═════ Dataset content ═════
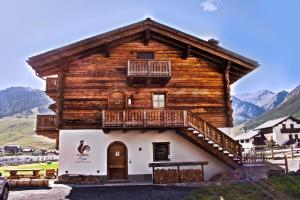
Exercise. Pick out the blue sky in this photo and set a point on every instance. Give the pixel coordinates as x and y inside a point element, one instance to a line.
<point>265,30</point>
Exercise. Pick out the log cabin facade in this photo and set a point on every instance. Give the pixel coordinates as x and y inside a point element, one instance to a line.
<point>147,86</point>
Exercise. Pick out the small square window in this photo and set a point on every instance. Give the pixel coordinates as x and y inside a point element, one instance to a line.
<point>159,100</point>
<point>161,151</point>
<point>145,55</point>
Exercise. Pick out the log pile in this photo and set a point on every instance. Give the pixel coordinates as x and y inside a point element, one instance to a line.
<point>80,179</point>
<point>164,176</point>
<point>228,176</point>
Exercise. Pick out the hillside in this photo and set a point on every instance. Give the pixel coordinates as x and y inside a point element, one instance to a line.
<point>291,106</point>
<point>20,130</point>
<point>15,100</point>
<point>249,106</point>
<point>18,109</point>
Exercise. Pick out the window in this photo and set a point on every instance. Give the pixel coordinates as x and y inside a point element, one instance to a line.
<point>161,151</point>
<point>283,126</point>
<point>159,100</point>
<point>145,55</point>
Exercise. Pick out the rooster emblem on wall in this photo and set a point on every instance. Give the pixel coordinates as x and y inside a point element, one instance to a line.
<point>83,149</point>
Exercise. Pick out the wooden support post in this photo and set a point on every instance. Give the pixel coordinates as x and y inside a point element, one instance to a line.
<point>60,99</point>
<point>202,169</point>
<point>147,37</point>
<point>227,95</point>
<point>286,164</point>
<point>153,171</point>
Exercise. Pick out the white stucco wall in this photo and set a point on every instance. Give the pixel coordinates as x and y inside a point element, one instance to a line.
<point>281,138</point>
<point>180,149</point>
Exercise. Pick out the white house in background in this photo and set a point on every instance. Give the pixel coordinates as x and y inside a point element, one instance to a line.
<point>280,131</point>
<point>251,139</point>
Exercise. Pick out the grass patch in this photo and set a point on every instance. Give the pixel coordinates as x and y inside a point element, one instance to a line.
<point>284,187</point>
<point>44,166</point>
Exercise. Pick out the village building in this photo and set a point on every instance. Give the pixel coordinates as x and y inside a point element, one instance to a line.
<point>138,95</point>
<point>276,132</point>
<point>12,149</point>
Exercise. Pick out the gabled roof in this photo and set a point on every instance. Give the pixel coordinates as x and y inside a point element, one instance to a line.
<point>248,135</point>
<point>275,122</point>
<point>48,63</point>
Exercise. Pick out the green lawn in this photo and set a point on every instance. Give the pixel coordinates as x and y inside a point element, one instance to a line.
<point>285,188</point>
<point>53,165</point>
═════
═════ Dataset content ═════
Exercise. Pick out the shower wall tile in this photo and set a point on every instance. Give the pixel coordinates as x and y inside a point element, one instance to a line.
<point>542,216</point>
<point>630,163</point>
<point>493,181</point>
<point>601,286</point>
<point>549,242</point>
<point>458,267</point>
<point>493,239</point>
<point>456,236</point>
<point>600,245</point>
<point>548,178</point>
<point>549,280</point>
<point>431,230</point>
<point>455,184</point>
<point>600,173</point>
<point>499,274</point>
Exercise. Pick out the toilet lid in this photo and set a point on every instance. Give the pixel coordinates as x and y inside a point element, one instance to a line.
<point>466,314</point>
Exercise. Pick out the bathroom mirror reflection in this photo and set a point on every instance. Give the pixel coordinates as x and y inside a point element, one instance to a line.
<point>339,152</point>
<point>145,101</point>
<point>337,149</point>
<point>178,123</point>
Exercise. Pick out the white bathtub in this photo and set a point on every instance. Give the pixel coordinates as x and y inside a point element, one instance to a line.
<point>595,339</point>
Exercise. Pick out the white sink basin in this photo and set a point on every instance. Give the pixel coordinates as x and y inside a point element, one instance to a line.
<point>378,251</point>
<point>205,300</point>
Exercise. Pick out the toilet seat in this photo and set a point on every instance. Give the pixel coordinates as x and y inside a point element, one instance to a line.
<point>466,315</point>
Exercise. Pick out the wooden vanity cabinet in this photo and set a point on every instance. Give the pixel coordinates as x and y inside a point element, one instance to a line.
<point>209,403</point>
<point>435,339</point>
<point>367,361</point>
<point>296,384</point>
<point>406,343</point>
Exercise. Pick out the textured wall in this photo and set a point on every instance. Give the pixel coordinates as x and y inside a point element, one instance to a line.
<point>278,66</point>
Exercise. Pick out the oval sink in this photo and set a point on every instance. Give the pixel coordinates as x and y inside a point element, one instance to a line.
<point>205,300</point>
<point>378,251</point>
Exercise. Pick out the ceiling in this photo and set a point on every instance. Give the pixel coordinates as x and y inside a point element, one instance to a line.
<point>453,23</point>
═════
═════ Dataset content ═════
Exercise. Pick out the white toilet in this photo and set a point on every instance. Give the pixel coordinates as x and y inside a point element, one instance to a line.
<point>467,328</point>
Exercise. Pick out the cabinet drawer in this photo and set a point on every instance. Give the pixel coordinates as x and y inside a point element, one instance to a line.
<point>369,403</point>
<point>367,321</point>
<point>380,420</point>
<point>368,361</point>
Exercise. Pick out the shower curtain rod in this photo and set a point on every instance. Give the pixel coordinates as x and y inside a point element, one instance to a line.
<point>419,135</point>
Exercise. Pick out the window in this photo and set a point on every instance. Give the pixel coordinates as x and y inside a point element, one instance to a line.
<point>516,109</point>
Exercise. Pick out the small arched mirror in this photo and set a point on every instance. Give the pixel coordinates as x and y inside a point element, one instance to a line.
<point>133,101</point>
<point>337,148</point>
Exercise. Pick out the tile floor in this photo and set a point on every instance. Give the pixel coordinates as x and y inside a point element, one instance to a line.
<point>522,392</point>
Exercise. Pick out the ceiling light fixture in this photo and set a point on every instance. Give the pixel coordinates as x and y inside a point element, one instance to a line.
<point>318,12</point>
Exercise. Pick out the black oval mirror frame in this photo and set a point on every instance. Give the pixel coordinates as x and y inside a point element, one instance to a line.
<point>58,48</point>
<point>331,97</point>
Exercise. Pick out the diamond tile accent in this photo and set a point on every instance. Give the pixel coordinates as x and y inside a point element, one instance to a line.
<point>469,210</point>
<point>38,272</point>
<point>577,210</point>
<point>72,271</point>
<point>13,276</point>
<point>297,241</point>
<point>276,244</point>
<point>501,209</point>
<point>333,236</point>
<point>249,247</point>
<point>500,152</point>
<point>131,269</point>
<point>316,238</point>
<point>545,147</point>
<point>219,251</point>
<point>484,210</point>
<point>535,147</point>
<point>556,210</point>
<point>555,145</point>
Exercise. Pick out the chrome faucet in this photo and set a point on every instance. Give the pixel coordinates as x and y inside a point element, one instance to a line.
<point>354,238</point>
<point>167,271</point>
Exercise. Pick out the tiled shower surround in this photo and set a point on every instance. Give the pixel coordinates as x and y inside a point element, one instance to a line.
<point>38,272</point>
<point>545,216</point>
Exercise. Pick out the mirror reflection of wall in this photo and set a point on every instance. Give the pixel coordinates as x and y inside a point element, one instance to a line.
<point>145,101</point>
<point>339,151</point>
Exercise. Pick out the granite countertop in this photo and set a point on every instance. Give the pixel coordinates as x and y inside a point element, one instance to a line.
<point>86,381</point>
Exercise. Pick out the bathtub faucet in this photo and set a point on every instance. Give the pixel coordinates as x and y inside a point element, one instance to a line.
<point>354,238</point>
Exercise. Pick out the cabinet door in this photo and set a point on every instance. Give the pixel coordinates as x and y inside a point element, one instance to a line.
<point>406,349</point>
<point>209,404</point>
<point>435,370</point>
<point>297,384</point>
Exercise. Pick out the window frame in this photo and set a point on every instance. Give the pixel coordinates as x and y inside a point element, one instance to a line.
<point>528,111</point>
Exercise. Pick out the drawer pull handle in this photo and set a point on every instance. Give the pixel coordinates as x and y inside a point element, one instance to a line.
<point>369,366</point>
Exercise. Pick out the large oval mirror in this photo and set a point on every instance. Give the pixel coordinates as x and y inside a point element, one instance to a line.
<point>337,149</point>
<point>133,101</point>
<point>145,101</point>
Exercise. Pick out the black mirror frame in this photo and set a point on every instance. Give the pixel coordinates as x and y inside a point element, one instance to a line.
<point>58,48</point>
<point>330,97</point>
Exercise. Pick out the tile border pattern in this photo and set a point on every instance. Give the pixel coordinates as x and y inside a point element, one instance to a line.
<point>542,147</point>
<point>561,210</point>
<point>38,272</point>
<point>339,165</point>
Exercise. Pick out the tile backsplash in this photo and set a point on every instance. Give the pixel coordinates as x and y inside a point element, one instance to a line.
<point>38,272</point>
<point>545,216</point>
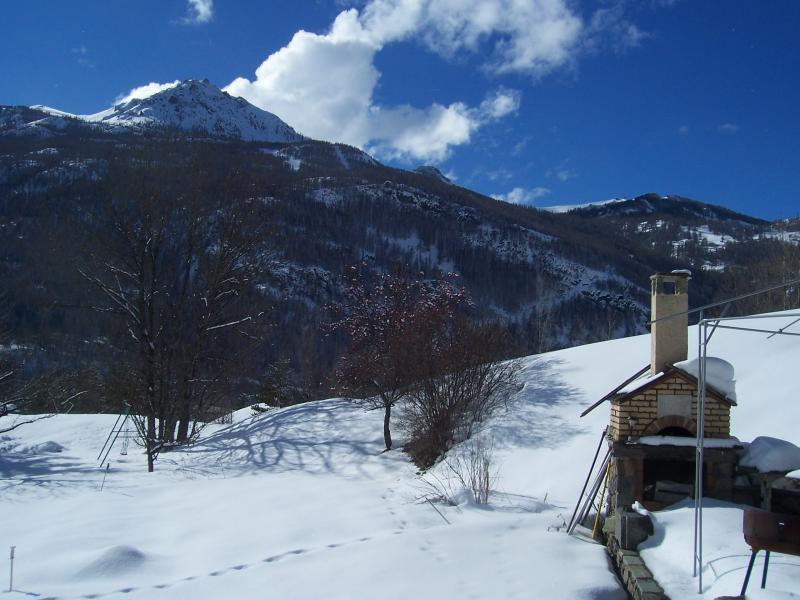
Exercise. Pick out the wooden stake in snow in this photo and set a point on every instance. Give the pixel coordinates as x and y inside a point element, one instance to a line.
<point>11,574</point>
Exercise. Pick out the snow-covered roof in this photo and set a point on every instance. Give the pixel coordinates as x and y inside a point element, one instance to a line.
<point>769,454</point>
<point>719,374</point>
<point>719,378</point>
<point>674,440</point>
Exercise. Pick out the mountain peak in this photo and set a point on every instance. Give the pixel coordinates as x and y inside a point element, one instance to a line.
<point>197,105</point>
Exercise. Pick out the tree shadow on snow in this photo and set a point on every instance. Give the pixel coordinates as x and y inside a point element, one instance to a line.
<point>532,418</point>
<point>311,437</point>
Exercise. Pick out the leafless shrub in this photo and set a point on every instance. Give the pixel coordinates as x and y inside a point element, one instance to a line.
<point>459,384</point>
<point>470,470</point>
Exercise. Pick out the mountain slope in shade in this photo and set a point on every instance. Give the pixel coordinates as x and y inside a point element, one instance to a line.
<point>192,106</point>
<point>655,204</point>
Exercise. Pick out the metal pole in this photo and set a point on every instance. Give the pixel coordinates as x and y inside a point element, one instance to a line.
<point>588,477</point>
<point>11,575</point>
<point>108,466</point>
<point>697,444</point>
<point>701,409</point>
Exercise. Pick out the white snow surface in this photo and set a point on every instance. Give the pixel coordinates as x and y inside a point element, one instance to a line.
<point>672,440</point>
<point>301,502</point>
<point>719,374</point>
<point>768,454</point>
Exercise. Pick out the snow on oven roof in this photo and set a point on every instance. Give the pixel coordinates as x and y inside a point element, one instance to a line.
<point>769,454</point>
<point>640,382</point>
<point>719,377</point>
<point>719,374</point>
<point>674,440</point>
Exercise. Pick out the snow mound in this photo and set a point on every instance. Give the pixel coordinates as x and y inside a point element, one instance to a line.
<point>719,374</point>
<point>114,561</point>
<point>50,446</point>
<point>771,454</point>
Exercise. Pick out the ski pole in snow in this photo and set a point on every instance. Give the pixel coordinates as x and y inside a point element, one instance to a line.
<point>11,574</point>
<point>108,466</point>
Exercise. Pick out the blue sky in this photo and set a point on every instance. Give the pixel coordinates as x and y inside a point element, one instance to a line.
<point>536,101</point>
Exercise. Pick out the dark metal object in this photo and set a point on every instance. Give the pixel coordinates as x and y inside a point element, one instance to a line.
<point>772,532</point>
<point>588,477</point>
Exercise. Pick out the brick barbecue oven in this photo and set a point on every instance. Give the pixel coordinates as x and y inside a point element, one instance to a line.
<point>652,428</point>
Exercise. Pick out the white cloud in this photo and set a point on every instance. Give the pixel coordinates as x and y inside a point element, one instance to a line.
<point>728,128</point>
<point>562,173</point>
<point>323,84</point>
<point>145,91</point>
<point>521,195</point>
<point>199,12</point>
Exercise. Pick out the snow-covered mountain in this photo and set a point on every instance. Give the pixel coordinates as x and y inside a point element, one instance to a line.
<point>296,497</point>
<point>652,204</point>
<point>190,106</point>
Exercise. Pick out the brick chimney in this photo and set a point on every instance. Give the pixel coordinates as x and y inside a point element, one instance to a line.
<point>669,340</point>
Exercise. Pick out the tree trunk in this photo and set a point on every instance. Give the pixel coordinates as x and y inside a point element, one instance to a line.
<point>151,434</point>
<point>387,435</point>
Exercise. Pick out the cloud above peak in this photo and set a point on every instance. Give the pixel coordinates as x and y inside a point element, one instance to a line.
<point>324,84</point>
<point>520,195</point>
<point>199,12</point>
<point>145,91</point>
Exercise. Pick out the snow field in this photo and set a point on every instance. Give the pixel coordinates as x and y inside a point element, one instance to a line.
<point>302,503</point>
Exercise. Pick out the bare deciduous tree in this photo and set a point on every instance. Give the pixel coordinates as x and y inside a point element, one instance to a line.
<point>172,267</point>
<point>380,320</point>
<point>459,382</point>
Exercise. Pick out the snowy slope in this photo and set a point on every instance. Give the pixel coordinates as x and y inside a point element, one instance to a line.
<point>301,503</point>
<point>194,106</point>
═════
→ Do this: Express the lines as a two-column CSV with the headers text and answer, beginning at the line that has "Exercise. Pick out the toilet lid" and stopping after the line that has "<point>466,314</point>". Each row holds a line's text and the answer under it, both as quoted fields with any line breaks replaced by spaces.

→ Answer for this exercise:
text,answer
"Exercise. Pick out the toilet lid in this photo and set a point on every instance. Give the pixel coordinates as x and y inside a point element, one instance to a line.","<point>466,314</point>"